PROMPT:
Retype the records from their start through the line that contains "x=255, y=295", with both ends included. Leave the pictures out of your answer.

Point-based annotation data
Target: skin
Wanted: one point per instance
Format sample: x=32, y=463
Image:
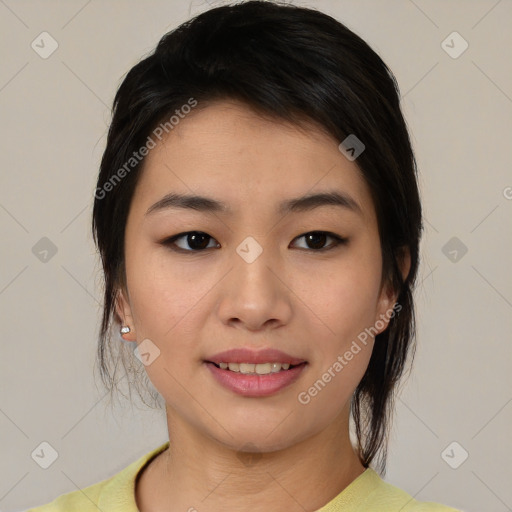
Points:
x=294, y=297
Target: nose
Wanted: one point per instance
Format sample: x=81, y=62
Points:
x=255, y=295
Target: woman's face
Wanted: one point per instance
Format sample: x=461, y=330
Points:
x=256, y=277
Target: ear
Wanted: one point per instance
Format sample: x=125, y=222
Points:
x=124, y=314
x=388, y=296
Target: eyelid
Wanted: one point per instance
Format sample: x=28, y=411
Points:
x=338, y=241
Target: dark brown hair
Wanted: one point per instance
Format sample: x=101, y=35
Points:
x=294, y=64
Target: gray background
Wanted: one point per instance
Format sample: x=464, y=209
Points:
x=55, y=113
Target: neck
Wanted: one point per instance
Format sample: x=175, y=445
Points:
x=199, y=473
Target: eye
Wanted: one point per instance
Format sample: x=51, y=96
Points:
x=196, y=240
x=316, y=240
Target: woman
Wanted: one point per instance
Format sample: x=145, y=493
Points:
x=258, y=219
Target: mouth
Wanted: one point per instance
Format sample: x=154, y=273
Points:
x=256, y=369
x=255, y=380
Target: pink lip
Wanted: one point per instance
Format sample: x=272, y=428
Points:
x=256, y=385
x=245, y=355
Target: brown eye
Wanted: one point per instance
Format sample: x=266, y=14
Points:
x=196, y=241
x=316, y=240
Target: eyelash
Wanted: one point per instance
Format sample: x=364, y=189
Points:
x=170, y=242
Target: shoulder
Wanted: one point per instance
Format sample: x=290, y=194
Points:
x=114, y=493
x=84, y=500
x=387, y=497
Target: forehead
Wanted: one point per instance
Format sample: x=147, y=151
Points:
x=228, y=151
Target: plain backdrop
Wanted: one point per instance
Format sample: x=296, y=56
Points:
x=451, y=438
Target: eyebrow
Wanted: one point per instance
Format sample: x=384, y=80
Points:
x=299, y=204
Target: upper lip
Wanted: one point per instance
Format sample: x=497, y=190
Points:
x=245, y=355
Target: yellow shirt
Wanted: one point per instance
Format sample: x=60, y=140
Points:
x=367, y=493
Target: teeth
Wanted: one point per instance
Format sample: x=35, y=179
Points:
x=257, y=369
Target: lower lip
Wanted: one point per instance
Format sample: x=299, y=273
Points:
x=256, y=385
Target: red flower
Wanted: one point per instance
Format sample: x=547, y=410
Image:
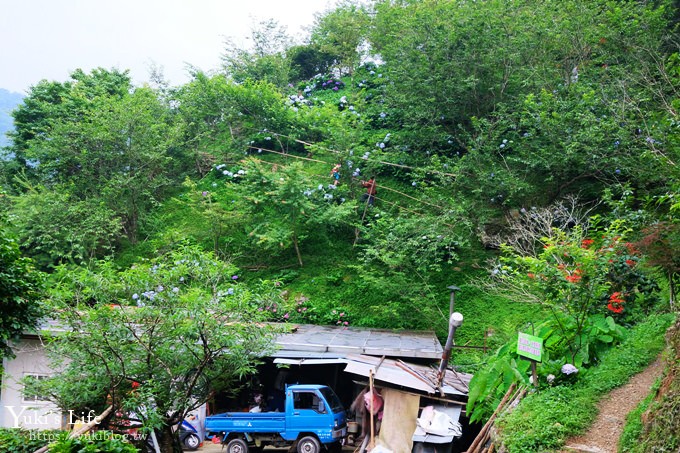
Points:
x=617, y=297
x=616, y=302
x=615, y=308
x=575, y=278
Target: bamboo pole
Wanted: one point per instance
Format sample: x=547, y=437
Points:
x=83, y=429
x=484, y=431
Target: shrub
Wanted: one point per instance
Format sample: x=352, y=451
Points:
x=16, y=440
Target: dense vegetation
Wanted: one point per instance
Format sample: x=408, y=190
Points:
x=524, y=151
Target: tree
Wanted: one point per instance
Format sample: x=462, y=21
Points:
x=21, y=287
x=266, y=62
x=155, y=341
x=284, y=206
x=103, y=170
x=49, y=103
x=339, y=33
x=660, y=244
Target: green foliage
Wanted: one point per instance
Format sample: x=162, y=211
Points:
x=21, y=288
x=283, y=206
x=14, y=440
x=545, y=419
x=94, y=442
x=155, y=339
x=340, y=32
x=657, y=429
x=58, y=228
x=266, y=62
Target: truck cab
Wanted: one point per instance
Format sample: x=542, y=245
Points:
x=313, y=417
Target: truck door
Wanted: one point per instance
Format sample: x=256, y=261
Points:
x=310, y=413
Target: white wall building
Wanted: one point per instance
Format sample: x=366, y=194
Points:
x=17, y=409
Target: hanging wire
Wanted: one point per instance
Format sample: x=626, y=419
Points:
x=380, y=186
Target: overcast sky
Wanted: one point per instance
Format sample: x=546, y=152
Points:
x=47, y=39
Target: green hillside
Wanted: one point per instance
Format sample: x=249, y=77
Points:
x=8, y=101
x=525, y=152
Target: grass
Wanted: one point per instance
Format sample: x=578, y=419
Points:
x=544, y=420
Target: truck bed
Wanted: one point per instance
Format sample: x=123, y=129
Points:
x=251, y=422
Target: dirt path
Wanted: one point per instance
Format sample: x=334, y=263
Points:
x=604, y=434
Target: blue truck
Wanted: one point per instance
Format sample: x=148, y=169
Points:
x=313, y=418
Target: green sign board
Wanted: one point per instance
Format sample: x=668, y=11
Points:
x=529, y=346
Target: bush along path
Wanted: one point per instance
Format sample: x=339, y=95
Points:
x=605, y=431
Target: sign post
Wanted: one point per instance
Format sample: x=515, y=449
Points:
x=530, y=347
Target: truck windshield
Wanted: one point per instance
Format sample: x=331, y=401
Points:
x=332, y=399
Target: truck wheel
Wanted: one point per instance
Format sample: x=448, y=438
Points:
x=309, y=444
x=237, y=446
x=191, y=442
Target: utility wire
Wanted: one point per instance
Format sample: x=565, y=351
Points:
x=378, y=161
x=380, y=186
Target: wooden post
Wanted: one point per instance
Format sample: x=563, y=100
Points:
x=371, y=389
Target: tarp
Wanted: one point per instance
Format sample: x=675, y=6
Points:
x=399, y=420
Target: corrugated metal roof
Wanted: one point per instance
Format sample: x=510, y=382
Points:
x=412, y=376
x=358, y=340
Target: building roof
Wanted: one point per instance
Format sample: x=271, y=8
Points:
x=408, y=375
x=311, y=341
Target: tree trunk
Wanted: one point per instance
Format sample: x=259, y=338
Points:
x=297, y=249
x=671, y=289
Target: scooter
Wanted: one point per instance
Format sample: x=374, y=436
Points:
x=188, y=437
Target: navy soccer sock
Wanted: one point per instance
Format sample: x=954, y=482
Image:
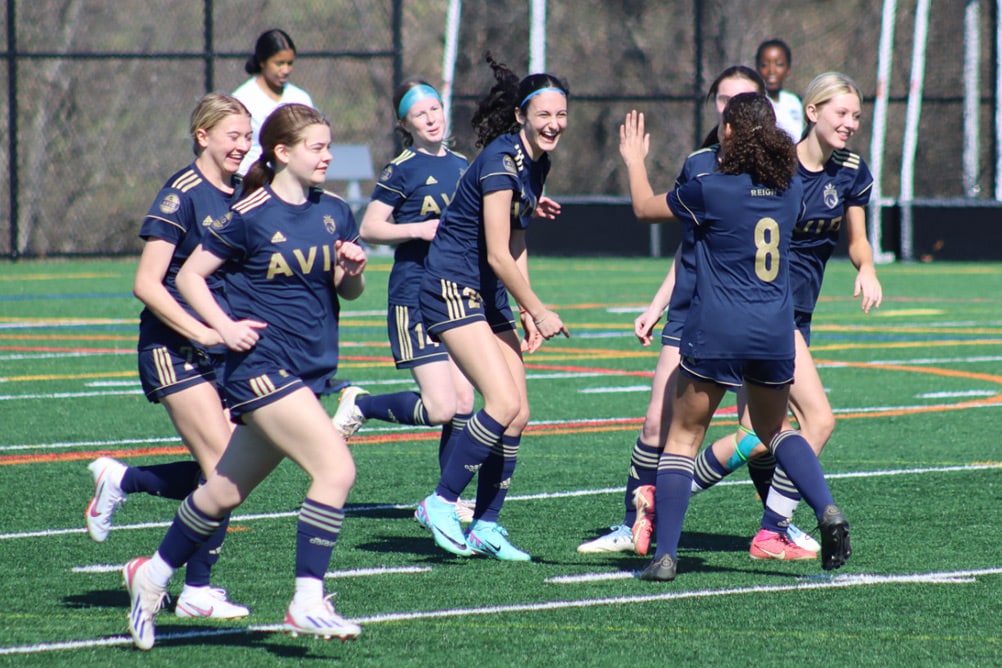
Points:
x=186, y=534
x=450, y=436
x=761, y=471
x=404, y=408
x=175, y=480
x=316, y=535
x=199, y=567
x=794, y=455
x=473, y=447
x=674, y=484
x=495, y=478
x=708, y=471
x=642, y=471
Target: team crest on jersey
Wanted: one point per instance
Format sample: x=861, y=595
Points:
x=831, y=196
x=222, y=220
x=170, y=203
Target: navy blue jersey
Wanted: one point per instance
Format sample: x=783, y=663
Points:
x=845, y=181
x=741, y=307
x=700, y=162
x=418, y=186
x=458, y=252
x=182, y=210
x=282, y=272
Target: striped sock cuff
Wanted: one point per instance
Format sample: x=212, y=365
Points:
x=785, y=486
x=196, y=521
x=644, y=456
x=675, y=464
x=420, y=414
x=325, y=518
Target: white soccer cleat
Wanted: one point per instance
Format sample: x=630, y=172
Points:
x=207, y=603
x=802, y=540
x=464, y=510
x=348, y=419
x=146, y=599
x=319, y=619
x=619, y=539
x=108, y=497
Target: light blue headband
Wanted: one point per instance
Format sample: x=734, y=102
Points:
x=548, y=89
x=413, y=96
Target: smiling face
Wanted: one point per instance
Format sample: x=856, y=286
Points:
x=836, y=120
x=543, y=121
x=425, y=121
x=277, y=69
x=775, y=68
x=224, y=144
x=308, y=159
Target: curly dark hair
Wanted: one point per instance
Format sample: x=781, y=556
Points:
x=756, y=145
x=495, y=113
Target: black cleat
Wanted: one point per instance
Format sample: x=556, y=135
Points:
x=661, y=569
x=835, y=547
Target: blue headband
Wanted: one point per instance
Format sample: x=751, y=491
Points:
x=413, y=96
x=547, y=89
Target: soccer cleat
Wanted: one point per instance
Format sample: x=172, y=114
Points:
x=319, y=619
x=661, y=569
x=619, y=539
x=835, y=547
x=207, y=603
x=145, y=602
x=439, y=516
x=803, y=540
x=771, y=545
x=348, y=419
x=464, y=510
x=643, y=525
x=491, y=539
x=108, y=497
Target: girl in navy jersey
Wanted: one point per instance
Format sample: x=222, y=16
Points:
x=406, y=205
x=837, y=185
x=290, y=252
x=478, y=257
x=634, y=534
x=739, y=327
x=179, y=356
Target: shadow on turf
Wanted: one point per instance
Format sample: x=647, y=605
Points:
x=230, y=632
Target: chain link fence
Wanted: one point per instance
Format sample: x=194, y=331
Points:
x=99, y=91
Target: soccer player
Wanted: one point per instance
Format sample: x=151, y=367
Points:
x=291, y=252
x=837, y=184
x=775, y=60
x=270, y=67
x=404, y=211
x=676, y=289
x=478, y=257
x=179, y=356
x=739, y=327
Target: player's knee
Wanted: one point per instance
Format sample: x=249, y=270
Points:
x=818, y=430
x=465, y=402
x=521, y=420
x=440, y=409
x=505, y=410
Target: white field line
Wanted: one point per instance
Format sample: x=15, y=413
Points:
x=827, y=582
x=408, y=428
x=333, y=575
x=568, y=494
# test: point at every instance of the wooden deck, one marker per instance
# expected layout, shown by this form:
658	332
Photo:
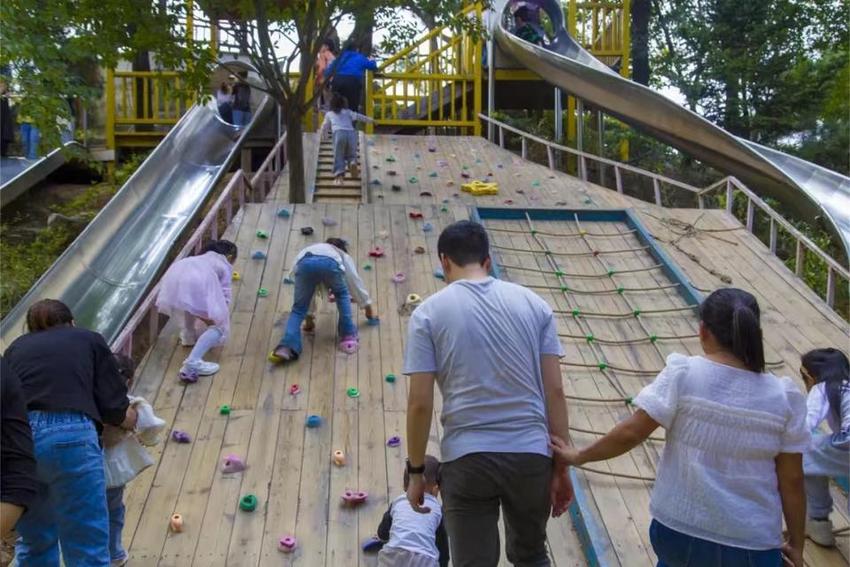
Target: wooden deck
289	466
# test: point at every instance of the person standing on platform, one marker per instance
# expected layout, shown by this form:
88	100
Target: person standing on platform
492	348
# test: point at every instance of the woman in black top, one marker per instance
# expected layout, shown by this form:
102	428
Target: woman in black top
72	386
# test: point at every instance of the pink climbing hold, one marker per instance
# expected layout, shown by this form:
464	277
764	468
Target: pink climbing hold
232	463
354	497
287	544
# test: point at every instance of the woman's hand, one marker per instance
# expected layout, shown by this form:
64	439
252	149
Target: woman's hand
564	453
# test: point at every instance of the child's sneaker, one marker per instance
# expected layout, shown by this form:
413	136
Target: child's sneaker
820	532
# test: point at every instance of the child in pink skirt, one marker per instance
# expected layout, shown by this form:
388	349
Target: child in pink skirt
195	289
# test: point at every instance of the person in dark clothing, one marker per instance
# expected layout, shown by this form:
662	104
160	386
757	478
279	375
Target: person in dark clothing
242	100
72	386
17	458
411	538
346	74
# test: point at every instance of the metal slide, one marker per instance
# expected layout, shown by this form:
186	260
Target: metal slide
804	187
107	270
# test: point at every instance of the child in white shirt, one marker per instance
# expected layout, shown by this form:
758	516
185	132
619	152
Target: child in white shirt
413	539
826	373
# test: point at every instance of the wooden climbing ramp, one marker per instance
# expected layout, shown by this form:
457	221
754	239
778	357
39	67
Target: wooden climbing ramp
289	466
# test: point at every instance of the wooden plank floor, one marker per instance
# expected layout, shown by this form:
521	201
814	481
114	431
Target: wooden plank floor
289	467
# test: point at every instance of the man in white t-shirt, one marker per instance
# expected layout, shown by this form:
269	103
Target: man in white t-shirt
492	348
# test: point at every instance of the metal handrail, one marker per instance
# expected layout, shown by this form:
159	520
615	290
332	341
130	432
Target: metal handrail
262	180
731	184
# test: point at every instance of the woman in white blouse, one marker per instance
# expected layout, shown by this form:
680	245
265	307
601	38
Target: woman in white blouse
732	464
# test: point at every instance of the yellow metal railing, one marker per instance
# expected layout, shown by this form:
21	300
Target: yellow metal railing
436	82
142	98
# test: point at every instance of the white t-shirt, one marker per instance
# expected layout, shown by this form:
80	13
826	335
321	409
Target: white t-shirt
725	426
484	340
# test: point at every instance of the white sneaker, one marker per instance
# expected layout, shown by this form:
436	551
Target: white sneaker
820	532
202	367
187	337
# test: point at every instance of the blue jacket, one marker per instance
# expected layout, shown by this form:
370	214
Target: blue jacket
351	63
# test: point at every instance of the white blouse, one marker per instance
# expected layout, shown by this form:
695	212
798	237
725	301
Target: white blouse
717	477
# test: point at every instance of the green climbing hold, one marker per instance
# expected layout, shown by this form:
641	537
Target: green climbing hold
248	503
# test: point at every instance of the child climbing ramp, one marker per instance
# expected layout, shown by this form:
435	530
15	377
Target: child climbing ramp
325	265
197	290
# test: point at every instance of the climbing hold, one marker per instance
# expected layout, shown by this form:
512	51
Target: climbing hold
232	463
480	188
248	503
180	436
287	544
354	497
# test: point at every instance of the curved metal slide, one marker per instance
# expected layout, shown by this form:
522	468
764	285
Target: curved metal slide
106	271
801	186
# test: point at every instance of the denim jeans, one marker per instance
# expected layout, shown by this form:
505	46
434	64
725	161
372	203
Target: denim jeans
241	117
675	549
115	504
30	138
345	149
70	508
309	273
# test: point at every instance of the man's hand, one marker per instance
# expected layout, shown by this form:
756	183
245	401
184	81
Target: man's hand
416	494
561	490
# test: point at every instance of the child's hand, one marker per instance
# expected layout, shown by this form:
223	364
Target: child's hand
565	453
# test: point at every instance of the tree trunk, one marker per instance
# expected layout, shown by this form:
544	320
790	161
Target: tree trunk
295	156
641	12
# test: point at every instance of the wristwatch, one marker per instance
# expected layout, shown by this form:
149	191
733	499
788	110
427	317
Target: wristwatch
414	470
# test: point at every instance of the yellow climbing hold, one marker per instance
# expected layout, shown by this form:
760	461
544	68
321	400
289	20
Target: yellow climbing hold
481	188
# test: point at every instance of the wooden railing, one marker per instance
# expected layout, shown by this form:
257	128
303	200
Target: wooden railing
730	186
146	319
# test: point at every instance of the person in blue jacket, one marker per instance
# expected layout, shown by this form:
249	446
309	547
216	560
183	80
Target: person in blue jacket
346	74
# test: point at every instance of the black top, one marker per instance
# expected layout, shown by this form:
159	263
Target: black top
70	369
17	454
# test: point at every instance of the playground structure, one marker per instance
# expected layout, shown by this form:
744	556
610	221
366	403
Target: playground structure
622	274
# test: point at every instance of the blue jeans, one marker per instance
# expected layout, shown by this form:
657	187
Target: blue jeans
345	150
309	273
115	505
675	549
30	138
241	117
70	508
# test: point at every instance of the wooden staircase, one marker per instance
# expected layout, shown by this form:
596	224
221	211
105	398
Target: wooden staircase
351	189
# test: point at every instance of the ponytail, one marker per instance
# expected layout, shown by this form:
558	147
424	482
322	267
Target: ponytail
732	316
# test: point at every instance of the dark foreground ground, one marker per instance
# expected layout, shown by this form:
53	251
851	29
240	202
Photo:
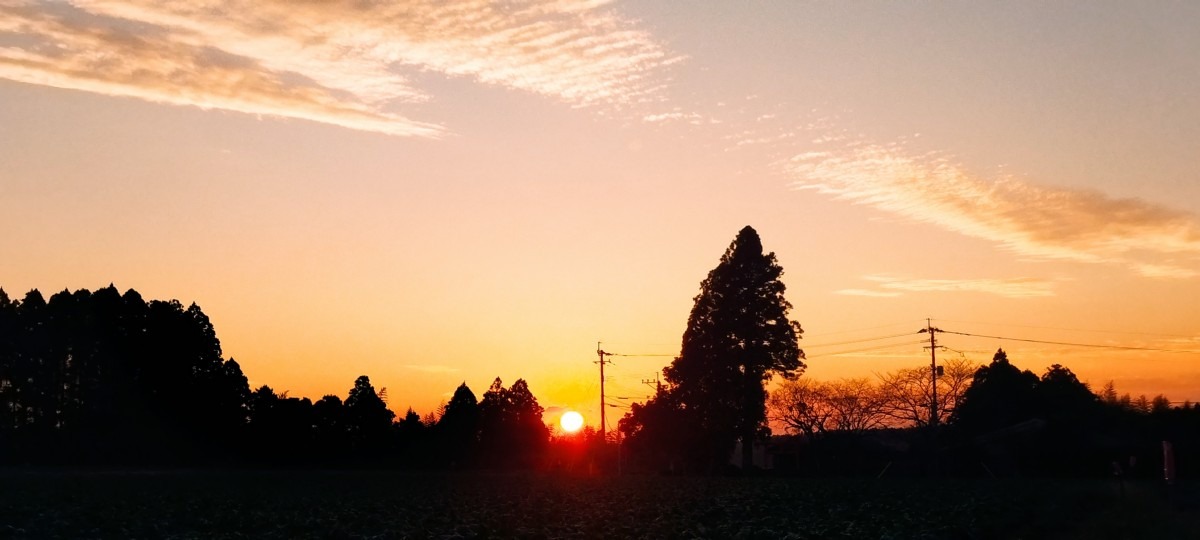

ANSWER FOR THE TASK:
Target: skin
Wanted: one point per instance
Format sample: x=32, y=463
Image:
Points:
x=294, y=297
Target: nose
Wanted: one point per instance
Format sample: x=81, y=62
Points:
x=255, y=295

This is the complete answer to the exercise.